▶ **PROBLEM DETAILS**
Output every line of the data below unchanged and in the same order.

▶ **SUPPLIED DATA**
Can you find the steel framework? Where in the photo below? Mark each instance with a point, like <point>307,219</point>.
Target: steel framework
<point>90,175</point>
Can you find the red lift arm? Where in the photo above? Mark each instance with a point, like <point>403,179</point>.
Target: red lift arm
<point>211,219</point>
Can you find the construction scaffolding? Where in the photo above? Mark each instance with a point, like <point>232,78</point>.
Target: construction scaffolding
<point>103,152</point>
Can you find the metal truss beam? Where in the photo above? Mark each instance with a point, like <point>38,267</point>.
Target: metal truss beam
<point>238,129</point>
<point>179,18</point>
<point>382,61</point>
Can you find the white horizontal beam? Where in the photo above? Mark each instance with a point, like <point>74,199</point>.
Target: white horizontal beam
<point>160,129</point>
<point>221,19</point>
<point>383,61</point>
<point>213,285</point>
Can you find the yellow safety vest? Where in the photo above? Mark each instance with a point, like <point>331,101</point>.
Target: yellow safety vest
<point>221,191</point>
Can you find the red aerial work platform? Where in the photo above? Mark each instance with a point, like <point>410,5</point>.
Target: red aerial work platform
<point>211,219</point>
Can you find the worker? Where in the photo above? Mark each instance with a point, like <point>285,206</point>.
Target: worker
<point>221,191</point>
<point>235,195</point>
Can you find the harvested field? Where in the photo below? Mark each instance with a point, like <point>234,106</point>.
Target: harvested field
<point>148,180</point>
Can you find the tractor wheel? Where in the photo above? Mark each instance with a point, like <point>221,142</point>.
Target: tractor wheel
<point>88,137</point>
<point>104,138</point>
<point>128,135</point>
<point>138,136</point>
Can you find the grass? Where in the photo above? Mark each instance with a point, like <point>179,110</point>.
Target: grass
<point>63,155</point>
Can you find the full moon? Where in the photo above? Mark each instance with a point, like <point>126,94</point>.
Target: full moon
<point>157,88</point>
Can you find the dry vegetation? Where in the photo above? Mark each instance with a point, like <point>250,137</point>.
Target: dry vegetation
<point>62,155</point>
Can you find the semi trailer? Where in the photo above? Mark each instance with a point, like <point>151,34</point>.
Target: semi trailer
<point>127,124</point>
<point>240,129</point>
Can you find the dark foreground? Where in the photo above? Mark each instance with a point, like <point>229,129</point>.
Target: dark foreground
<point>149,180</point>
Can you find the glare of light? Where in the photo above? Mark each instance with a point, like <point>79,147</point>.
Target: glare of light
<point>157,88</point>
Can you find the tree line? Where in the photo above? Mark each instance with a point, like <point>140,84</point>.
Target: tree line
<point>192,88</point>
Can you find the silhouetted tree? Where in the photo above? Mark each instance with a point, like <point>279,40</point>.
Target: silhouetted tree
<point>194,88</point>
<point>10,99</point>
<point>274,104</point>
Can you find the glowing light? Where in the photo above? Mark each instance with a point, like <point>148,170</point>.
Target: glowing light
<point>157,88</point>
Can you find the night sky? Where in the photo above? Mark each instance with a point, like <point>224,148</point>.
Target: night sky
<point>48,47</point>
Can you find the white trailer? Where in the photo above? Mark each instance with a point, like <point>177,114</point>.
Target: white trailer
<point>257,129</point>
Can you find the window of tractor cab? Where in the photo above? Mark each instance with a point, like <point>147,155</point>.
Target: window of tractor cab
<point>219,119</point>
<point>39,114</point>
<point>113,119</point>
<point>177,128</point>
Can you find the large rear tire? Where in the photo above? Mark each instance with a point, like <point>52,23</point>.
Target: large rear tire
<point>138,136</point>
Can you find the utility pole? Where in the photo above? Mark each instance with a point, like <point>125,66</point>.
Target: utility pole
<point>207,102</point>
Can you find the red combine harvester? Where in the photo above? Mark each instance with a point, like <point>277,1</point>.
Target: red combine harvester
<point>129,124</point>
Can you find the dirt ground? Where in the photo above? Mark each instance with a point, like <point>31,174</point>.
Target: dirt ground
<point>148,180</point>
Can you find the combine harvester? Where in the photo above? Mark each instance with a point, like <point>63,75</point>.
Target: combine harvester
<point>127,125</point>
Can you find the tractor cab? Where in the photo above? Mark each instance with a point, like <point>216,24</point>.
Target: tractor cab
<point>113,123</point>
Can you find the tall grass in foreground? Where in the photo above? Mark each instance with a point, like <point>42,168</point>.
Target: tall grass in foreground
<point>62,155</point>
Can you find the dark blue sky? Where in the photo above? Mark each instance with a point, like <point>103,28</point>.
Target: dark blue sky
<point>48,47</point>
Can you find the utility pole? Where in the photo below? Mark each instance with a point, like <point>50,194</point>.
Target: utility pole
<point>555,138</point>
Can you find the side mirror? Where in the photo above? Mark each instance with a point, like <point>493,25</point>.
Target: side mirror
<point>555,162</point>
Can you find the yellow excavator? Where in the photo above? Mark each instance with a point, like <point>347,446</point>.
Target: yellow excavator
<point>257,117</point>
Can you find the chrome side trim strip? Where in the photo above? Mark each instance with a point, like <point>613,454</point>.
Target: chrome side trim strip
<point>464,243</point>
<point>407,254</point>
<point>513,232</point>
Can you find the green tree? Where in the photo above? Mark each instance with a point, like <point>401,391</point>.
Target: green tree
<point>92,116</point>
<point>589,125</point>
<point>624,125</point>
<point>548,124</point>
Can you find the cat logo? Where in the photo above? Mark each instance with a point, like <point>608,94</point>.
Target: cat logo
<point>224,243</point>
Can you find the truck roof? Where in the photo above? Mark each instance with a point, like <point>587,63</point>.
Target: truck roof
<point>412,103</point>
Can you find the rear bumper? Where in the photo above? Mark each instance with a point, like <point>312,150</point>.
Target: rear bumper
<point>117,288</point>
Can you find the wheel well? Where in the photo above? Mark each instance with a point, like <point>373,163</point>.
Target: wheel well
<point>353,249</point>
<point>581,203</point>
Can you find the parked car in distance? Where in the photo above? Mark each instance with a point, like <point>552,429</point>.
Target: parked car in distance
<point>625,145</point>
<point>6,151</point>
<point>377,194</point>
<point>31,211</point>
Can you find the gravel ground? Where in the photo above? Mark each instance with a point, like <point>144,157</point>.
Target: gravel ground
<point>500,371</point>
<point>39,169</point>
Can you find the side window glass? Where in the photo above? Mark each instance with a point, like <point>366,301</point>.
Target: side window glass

▶ **EXPECTED ANSWER**
Can you find the steel framework? Where in the photo below? Mark each instance with a point, like <point>307,219</point>.
Target: steel framework
<point>90,175</point>
Can you find the red lift arm? Where in the photo above? Mark each instance with a point, like <point>403,179</point>.
Target: red lift arm
<point>211,219</point>
Can you find the construction scaffolding? Where in the photo above? Mark each instance with a point, like <point>232,78</point>.
Target: construction scaffolding
<point>103,152</point>
Can you find the metal truss beam? Where in the photo above? Mark each instance with a point, like <point>38,267</point>.
Target: metal truss beam
<point>238,129</point>
<point>179,18</point>
<point>382,61</point>
Can you find the white horizontal beam? Where in the photo above? Mark each instance with a point, like <point>74,199</point>.
Target: white horizontal beam
<point>160,129</point>
<point>221,19</point>
<point>383,61</point>
<point>213,285</point>
Can you find the yellow safety vest? Where in the photo above? Mark each instance with a point, like <point>331,101</point>.
Target: yellow safety vest
<point>221,191</point>
Can you find the red aerial work platform? Where in the photo above? Mark each instance with a point, like <point>410,5</point>.
Target: red aerial work platform
<point>211,219</point>
Can you find the worker? Where in the photo above? Mark each instance with a point, like <point>285,206</point>.
Target: worker
<point>221,191</point>
<point>235,195</point>
Can you find the harvested field? Where in the photo below? Mark each instance with a point, like <point>234,106</point>.
Target: harvested field
<point>148,180</point>
Can you find the tractor wheel? Where in the photo above? Mark each instance with a point, like <point>221,142</point>.
Target: tractor wheel
<point>88,137</point>
<point>104,138</point>
<point>128,135</point>
<point>138,136</point>
Can you find the grass? Where in the photo above? Mark each instance with a point, like <point>179,110</point>.
Target: grass
<point>63,155</point>
Can you find the full moon? Where in the photo above? Mark each instance with a point, like <point>126,94</point>.
Target: full moon
<point>157,88</point>
Can you find the dry vegetation? Where in the photo above? Mark each instance with a point, like <point>250,137</point>.
Target: dry vegetation
<point>62,155</point>
Can you find the semi trailer? Where in the photo above? Mark each instance with a point, like <point>151,34</point>.
Target: semi trailer
<point>127,124</point>
<point>240,129</point>
Can you find the dark foreground? Where in the photo above? Mark each instance with a point, like <point>229,129</point>.
Target: dark foreground
<point>149,180</point>
Can you find the glare of light? Where in the photo above? Mark each instance with a point, like <point>79,147</point>.
Target: glare of light
<point>157,88</point>
Can you find the tree line? Where in the photo above? Mark each instance with a point, like <point>140,84</point>.
Target: tree line
<point>192,88</point>
Can you find the silhouetted tree? Where in the photo above? Mark each instance with a point, like <point>279,40</point>.
Target: silhouetted tree
<point>194,88</point>
<point>10,99</point>
<point>274,104</point>
Can you find the glowing light? Where in the photo above? Mark each instance with a point, like <point>148,170</point>.
Target: glowing light
<point>157,88</point>
Can you find the night sky? Where in the photo above? Mark each instance with a point, like <point>224,148</point>.
Target: night sky
<point>48,47</point>
Can you find the white trailer? Where in the photo above? Mark each instance with a point, like <point>177,114</point>.
Target: white trailer
<point>257,129</point>
Can you find the window of tractor cab? Where in the photo above? Mark each instance with a point, like <point>147,155</point>.
Target: window of tractor cab
<point>219,119</point>
<point>39,114</point>
<point>113,119</point>
<point>177,128</point>
Can you find the large rear tire? Where in the photo above? Mark each instance with a point, like <point>52,23</point>.
Target: large rear tire
<point>138,136</point>
Can you find the utility pole? Where in the photo above? Mark each instance with a point, like <point>125,66</point>.
Target: utility pole
<point>207,102</point>
Can you find the red combine harvester? Where in the photo above? Mark each instance with a point, like <point>277,1</point>.
Target: red combine harvester
<point>129,124</point>
Can you find the dirt ground? Where in the photo above? Mark each instance with a point, like <point>31,174</point>.
Target: dirt ground
<point>148,180</point>
Can you find the combine harvester? Where in the photo above? Mark each instance with a point, like <point>63,75</point>.
Target: combine harvester
<point>127,125</point>
Can you find the tractor cab? Where in the photo above? Mark each instance with a point, like <point>216,24</point>.
Target: tractor cab
<point>113,123</point>
Can you find the tall grass in foreground? Where in the photo above? Mark each instance with a point, like <point>42,168</point>.
Target: tall grass in foreground
<point>62,155</point>
Can you find the dark blue sky? Where in the photo above? Mark each instance with a point, like <point>103,28</point>.
Target: dark blue sky
<point>48,47</point>
Can you find the utility pole? Where in the photo below? Mark each instance with a point, like <point>50,194</point>.
Target: utility pole
<point>555,138</point>
Can you find the side mirror? Where in the photo above? Mark each instance with a point, like <point>493,25</point>.
Target: side mirror
<point>555,162</point>
Can you find the yellow excavator? Where in the photo above? Mark each instance with a point, like <point>347,446</point>.
Target: yellow excavator
<point>257,117</point>
Can you find the chrome side trim strip? Where in the photo above? Mark each instance with a point, like <point>613,454</point>.
Target: chrome side trim strip
<point>464,243</point>
<point>407,254</point>
<point>513,232</point>
Can you find the green tree? Where in the photo above? Mark each instance with a point, like <point>401,391</point>.
Target: green tree
<point>92,116</point>
<point>589,125</point>
<point>624,125</point>
<point>548,124</point>
Can you find the cat logo? Where in the photo above? Mark each instance with a point, like <point>608,94</point>.
Target: cat logo
<point>224,243</point>
Can you find the truck roof? Where in the photo above? Mark each instance with a point, like <point>587,63</point>.
Target: truck roof
<point>412,103</point>
Can you find the rear bumper? Where in the photo above? Mark each instance with a point, like <point>312,150</point>.
Target: rear bumper
<point>117,288</point>
Can you find the wheel well? Where in the photo above? Mark each instance with a point, like <point>373,163</point>.
Target: wheel well
<point>353,249</point>
<point>581,203</point>
Can you find the parked car in distance? Where in the photo above? Mark each instance with a point, like <point>552,429</point>.
Target: parked car in distance
<point>625,145</point>
<point>6,151</point>
<point>377,194</point>
<point>31,211</point>
Can you find the gravel ground? Where in the photo above? Mark each instance with a point, like <point>144,157</point>.
Target: gravel ground
<point>500,371</point>
<point>39,169</point>
Can you find the side window glass? Where in the photo above? Mark each instance with a point, like <point>366,301</point>.
Target: side window glass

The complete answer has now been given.